## Begin Text excerpt

October 2006. Misadventure #3 The longest night ever
I remember slowly driving over a cattle grate across the road. It struck me as being an odd item – What is that for? Further in I found the administration building but it was closed for the season. Just an honour box, where you flip the lid open, get the pen and registration form and fill out your name, licence plate number, how many nights you are staying and leave the money in a slot in the top. I was the only person in the place, so I had the whole park to myself. Mid-October in central Alberta is not camping season to most people.
I chose my spot and set up my tent, laying out my air mattress, sleeping bag and pillows. Then I set to work making supper over my single-burner gas stove. An old family recipe, macaroni and tomato juice. As the last light of dusk faded, I flicked on my head-lamp and continued stirring the little elbow pasta till the water was all absorbed, then I poured in a can of Heinz tomato juice and tossed it all together.

## End Text excerpt
## Begin Records supplied

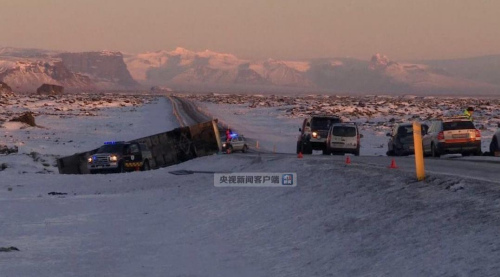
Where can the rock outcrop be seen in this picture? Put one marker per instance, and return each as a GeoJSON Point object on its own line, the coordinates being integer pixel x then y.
{"type": "Point", "coordinates": [5, 89]}
{"type": "Point", "coordinates": [50, 89]}
{"type": "Point", "coordinates": [105, 69]}
{"type": "Point", "coordinates": [27, 118]}
{"type": "Point", "coordinates": [28, 75]}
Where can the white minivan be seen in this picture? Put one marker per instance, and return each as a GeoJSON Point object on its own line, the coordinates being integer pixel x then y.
{"type": "Point", "coordinates": [343, 138]}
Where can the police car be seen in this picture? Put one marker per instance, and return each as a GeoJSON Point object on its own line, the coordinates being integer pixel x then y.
{"type": "Point", "coordinates": [120, 156]}
{"type": "Point", "coordinates": [452, 135]}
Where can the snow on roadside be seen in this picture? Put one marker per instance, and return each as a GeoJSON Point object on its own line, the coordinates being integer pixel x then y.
{"type": "Point", "coordinates": [71, 124]}
{"type": "Point", "coordinates": [350, 221]}
{"type": "Point", "coordinates": [275, 119]}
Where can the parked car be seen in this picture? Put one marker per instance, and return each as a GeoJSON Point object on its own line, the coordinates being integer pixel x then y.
{"type": "Point", "coordinates": [235, 143]}
{"type": "Point", "coordinates": [120, 156]}
{"type": "Point", "coordinates": [452, 135]}
{"type": "Point", "coordinates": [343, 138]}
{"type": "Point", "coordinates": [314, 132]}
{"type": "Point", "coordinates": [401, 139]}
{"type": "Point", "coordinates": [495, 142]}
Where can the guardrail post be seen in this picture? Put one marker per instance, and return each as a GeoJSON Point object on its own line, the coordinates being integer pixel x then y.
{"type": "Point", "coordinates": [419, 151]}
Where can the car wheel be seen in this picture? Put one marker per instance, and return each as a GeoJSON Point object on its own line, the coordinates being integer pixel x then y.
{"type": "Point", "coordinates": [434, 151]}
{"type": "Point", "coordinates": [493, 146]}
{"type": "Point", "coordinates": [307, 149]}
{"type": "Point", "coordinates": [145, 166]}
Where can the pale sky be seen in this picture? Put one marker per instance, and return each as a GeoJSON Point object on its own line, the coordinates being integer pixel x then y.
{"type": "Point", "coordinates": [259, 29]}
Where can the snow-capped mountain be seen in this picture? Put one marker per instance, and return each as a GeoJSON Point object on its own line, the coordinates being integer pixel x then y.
{"type": "Point", "coordinates": [182, 69]}
{"type": "Point", "coordinates": [185, 69]}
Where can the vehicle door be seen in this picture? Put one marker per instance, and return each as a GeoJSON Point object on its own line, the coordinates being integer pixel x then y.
{"type": "Point", "coordinates": [459, 131]}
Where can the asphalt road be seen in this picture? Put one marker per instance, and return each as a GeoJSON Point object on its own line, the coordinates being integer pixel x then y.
{"type": "Point", "coordinates": [477, 168]}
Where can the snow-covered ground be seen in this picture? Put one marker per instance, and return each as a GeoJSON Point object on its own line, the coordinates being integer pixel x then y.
{"type": "Point", "coordinates": [73, 124]}
{"type": "Point", "coordinates": [340, 220]}
{"type": "Point", "coordinates": [274, 120]}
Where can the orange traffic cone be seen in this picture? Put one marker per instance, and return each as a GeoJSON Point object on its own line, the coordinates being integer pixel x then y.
{"type": "Point", "coordinates": [393, 164]}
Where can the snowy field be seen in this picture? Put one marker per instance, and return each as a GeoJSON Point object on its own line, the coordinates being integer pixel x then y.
{"type": "Point", "coordinates": [76, 123]}
{"type": "Point", "coordinates": [275, 120]}
{"type": "Point", "coordinates": [339, 221]}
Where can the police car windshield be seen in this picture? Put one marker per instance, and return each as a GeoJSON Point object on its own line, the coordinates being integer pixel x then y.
{"type": "Point", "coordinates": [458, 125]}
{"type": "Point", "coordinates": [405, 131]}
{"type": "Point", "coordinates": [111, 148]}
{"type": "Point", "coordinates": [344, 131]}
{"type": "Point", "coordinates": [323, 123]}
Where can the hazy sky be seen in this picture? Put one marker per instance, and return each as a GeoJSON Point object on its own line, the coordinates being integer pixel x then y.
{"type": "Point", "coordinates": [292, 29]}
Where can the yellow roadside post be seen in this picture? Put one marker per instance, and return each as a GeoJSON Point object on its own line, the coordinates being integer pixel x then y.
{"type": "Point", "coordinates": [419, 152]}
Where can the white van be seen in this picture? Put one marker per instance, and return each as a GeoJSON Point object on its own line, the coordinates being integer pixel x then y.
{"type": "Point", "coordinates": [343, 138]}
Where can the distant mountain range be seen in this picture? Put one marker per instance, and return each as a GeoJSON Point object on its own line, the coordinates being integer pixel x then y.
{"type": "Point", "coordinates": [181, 69]}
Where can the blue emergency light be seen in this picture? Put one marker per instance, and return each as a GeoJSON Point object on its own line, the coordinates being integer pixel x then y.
{"type": "Point", "coordinates": [112, 142]}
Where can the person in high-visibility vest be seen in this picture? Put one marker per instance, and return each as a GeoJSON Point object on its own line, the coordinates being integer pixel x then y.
{"type": "Point", "coordinates": [468, 113]}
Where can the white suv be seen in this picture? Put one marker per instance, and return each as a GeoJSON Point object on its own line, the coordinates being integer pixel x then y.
{"type": "Point", "coordinates": [343, 138]}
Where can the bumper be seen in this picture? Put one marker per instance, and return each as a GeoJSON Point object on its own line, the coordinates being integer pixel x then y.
{"type": "Point", "coordinates": [103, 167]}
{"type": "Point", "coordinates": [406, 149]}
{"type": "Point", "coordinates": [458, 148]}
{"type": "Point", "coordinates": [343, 150]}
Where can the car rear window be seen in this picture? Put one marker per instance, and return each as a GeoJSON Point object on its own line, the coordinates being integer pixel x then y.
{"type": "Point", "coordinates": [458, 125]}
{"type": "Point", "coordinates": [323, 123]}
{"type": "Point", "coordinates": [344, 131]}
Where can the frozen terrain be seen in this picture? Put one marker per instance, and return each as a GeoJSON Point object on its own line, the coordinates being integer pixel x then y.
{"type": "Point", "coordinates": [361, 219]}
{"type": "Point", "coordinates": [274, 120]}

## End Records supplied

**Your tasks**
(A) Set down, word for word, the part of the camping story that begins at "October 2006. Misadventure" and stops after "to most people.".
(B) In the camping story, what was made for supper on the gas stove?
The data has no connection to the camping story.

**Full solutions**
(A)
October 2006. Misadventure #3 The longest night ever
I remember slowly driving over a cattle grate across the road. It struck me as being an odd item – What is that for? Further in I found the administration building but it was closed for the season. Just an honour box, where you flip the lid open, get the pen and registration form and fill out your name, licence plate number, how many nights you are staying and leave the money in a slot in the top. I was the only person in the place, so I had the whole park to myself. Mid-October in central Alberta is not camping season to most people.

(B) Macaroni and tomato juice, an old family recipe.